▶ Written instruction: Count the lines in the data below that contain the string "misty", treating uppercase and lowercase as different. Give only the number.

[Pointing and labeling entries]
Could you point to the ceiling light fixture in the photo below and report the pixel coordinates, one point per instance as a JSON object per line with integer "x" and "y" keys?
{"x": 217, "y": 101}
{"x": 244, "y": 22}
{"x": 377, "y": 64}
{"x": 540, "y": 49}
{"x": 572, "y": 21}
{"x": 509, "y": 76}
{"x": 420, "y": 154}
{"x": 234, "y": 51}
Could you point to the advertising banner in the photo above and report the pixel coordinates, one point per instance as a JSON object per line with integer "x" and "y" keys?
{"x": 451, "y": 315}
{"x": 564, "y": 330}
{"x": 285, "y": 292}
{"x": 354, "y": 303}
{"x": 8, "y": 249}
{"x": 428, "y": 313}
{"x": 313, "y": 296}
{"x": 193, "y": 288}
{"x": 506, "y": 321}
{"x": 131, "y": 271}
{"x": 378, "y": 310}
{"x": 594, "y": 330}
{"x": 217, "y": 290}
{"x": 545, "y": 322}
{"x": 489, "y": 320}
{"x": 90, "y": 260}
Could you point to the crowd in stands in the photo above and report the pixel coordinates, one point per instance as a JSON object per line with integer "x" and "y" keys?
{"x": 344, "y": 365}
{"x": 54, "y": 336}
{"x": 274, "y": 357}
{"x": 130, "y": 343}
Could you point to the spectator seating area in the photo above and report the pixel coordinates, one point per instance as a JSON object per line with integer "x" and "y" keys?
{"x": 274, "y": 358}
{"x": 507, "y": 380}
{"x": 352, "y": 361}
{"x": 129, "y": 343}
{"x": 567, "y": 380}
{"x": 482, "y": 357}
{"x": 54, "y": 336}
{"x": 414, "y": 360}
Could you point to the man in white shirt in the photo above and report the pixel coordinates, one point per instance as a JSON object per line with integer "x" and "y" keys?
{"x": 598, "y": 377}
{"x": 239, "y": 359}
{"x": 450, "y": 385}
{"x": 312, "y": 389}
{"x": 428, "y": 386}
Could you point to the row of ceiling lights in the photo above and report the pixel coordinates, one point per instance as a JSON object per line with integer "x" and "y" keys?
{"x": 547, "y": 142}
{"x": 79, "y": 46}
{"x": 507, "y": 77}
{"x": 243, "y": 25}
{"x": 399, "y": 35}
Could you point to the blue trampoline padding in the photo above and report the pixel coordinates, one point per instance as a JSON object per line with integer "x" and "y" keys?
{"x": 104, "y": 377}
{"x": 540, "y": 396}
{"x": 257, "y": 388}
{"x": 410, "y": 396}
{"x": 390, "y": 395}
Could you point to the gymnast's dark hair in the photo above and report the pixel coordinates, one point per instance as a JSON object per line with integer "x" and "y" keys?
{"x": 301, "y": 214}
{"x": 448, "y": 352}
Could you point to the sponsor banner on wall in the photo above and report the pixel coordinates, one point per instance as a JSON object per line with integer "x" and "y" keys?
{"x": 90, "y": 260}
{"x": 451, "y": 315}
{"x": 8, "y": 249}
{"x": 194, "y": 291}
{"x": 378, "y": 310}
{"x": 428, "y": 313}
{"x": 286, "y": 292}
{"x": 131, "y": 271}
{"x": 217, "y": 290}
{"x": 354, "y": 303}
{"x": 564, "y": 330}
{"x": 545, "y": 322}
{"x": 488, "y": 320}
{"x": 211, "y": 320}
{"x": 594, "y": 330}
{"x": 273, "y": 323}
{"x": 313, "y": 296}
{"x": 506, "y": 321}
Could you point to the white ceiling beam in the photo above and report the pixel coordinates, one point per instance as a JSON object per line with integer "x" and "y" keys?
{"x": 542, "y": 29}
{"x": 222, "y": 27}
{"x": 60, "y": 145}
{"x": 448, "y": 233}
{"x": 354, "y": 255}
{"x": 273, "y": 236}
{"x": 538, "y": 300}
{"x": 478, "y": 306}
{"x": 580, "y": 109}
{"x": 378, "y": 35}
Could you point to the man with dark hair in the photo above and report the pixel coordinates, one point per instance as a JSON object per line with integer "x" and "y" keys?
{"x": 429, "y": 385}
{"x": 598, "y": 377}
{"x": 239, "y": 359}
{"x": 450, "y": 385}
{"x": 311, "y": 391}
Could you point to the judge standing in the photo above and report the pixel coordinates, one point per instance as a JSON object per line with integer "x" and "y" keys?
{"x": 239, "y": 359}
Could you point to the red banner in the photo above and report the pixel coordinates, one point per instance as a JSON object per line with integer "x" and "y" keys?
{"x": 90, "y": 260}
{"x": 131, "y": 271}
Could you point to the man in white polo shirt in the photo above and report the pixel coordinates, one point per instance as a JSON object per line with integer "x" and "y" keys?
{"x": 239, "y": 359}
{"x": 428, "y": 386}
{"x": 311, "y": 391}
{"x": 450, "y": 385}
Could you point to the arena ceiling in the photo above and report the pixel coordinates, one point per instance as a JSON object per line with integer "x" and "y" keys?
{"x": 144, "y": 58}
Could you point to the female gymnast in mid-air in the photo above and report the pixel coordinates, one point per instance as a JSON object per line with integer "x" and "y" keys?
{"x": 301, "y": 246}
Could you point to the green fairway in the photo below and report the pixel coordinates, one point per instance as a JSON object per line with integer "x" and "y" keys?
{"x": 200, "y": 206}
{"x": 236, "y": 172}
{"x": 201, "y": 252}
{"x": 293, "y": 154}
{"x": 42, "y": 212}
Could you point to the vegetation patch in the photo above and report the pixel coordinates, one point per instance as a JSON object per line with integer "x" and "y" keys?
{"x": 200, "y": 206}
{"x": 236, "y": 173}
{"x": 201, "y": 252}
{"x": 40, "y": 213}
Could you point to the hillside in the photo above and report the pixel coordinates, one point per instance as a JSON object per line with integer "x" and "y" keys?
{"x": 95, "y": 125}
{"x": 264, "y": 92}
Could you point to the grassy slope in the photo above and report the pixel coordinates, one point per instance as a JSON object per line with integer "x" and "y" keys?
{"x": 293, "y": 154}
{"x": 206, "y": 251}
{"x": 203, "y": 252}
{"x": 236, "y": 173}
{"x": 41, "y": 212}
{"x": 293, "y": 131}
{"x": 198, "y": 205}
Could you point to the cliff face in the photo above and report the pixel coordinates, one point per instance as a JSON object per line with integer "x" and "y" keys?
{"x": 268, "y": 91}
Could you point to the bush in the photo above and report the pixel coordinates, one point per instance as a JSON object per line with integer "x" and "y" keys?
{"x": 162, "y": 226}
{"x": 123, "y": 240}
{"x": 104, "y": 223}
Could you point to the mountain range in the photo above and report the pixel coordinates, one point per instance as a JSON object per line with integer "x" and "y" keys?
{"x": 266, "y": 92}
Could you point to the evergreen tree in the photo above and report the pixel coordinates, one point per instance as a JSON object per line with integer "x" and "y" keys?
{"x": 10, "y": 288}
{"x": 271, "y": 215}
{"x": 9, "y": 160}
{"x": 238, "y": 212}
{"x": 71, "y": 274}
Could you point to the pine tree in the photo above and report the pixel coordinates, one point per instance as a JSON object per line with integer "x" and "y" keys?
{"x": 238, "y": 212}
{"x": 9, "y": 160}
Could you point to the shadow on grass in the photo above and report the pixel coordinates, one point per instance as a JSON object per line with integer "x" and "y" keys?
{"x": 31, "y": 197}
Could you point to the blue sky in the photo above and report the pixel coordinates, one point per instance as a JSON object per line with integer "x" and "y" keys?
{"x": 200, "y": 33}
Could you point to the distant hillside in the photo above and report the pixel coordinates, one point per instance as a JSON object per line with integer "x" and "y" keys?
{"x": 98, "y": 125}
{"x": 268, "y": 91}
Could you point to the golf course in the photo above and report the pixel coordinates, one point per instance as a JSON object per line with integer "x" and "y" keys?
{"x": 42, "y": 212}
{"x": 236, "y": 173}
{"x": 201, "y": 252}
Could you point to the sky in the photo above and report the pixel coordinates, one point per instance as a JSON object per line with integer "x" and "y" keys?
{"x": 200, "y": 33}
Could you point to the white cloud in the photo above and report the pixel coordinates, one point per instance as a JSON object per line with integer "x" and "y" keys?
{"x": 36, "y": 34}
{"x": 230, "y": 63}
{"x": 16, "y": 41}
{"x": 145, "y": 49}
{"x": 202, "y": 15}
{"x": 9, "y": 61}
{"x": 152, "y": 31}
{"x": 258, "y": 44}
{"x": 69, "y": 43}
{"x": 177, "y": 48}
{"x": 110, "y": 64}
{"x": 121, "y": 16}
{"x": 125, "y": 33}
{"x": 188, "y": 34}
---
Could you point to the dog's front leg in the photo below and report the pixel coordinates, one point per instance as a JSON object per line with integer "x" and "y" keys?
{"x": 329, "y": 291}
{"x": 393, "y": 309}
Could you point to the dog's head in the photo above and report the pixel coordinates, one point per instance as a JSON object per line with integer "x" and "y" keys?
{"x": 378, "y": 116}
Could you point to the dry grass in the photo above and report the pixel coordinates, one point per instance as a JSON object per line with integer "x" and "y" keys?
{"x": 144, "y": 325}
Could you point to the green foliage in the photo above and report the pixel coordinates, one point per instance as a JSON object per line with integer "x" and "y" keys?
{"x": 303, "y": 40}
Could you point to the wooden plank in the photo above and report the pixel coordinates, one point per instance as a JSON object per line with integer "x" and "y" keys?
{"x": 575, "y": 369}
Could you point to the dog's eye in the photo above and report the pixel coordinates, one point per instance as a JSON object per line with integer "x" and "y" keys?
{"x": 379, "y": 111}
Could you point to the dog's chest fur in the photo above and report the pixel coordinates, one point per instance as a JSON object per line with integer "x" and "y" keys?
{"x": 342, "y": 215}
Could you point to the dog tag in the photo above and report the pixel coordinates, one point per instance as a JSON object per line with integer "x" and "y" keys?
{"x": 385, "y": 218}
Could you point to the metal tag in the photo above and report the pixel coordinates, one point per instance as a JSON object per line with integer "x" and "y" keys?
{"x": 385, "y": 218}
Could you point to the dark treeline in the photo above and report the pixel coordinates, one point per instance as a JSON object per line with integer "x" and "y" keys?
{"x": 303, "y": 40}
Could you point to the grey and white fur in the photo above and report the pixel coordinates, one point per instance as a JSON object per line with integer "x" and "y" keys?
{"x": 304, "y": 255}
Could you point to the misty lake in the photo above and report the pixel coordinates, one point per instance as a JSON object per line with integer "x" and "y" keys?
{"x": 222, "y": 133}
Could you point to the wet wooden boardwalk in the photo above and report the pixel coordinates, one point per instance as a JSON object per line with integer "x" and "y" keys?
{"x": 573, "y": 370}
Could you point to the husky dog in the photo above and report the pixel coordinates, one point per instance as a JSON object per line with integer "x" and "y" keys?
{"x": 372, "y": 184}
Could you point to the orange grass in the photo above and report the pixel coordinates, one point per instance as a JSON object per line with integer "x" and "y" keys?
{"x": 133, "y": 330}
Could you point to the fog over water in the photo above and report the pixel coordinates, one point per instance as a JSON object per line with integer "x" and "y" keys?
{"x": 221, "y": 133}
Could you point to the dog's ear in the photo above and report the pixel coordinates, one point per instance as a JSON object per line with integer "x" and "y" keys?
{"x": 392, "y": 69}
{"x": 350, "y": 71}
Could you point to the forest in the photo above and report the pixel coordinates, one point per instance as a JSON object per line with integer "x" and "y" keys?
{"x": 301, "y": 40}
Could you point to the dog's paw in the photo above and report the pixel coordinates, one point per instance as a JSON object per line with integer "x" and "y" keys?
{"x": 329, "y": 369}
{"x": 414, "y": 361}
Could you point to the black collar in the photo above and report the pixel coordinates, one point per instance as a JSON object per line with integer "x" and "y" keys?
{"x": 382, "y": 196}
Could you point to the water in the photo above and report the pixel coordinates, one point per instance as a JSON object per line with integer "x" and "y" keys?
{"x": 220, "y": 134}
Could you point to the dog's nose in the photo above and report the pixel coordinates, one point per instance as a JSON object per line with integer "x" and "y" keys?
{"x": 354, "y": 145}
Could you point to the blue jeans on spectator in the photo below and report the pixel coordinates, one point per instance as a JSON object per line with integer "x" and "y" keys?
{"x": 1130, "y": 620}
--
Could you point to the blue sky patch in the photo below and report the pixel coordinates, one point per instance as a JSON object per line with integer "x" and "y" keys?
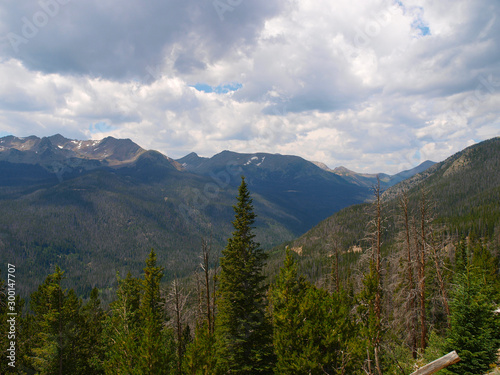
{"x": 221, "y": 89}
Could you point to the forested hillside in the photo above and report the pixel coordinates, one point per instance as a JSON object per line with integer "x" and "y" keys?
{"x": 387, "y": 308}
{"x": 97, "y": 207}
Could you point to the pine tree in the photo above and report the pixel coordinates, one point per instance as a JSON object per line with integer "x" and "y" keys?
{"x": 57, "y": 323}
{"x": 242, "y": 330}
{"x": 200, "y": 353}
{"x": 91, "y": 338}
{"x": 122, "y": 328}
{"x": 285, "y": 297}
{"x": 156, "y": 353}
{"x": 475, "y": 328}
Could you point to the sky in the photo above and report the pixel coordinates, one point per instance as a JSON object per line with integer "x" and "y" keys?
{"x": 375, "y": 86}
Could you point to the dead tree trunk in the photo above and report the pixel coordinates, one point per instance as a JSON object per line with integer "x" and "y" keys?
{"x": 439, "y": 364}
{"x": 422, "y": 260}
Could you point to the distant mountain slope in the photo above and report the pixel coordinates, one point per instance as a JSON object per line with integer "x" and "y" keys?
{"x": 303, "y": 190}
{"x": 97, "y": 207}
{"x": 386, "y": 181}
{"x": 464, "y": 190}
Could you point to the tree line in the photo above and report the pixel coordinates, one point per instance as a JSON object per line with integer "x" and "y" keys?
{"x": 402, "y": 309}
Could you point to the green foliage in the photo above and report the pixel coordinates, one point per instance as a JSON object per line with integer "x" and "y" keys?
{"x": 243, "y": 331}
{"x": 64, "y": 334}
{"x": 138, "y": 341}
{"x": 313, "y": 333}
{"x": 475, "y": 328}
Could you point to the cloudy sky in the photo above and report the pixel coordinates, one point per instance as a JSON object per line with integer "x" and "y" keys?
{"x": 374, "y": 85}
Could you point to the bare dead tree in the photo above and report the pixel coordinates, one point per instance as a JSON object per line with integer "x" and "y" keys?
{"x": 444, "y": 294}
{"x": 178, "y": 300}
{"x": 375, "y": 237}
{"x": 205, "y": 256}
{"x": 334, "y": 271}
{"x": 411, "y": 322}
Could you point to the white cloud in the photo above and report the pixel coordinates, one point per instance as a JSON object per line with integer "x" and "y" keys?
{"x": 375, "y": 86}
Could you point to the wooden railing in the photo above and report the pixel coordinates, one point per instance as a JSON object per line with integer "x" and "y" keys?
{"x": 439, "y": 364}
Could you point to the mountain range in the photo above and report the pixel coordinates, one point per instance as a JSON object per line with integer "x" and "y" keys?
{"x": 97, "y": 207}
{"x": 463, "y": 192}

▶ Full response: 1